Rewrite the records from the line containing "forehead in the picture above." through the line containing "Target: forehead", changing "forehead" to "brow" and leaving everything else unchanged. Give back only those lines.

Coordinate annotation entries
——————
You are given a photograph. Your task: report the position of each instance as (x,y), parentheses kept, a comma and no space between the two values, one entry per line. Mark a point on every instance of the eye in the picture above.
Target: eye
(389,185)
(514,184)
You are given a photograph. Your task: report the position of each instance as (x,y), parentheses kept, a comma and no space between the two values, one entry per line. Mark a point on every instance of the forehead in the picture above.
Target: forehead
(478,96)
——————
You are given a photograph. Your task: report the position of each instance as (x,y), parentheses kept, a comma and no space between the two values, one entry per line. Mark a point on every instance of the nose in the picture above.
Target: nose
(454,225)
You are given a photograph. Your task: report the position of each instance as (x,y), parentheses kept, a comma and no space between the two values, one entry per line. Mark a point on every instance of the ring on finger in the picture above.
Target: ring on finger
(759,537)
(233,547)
——————
→ **Exercise response**:
You are given a photograph. Your task: report the position of each instance as (x,y), parentheses kept, a comma and no space between the two values, one entry per line. Mark a point on every instance of the brow in the picture above.
Target: brow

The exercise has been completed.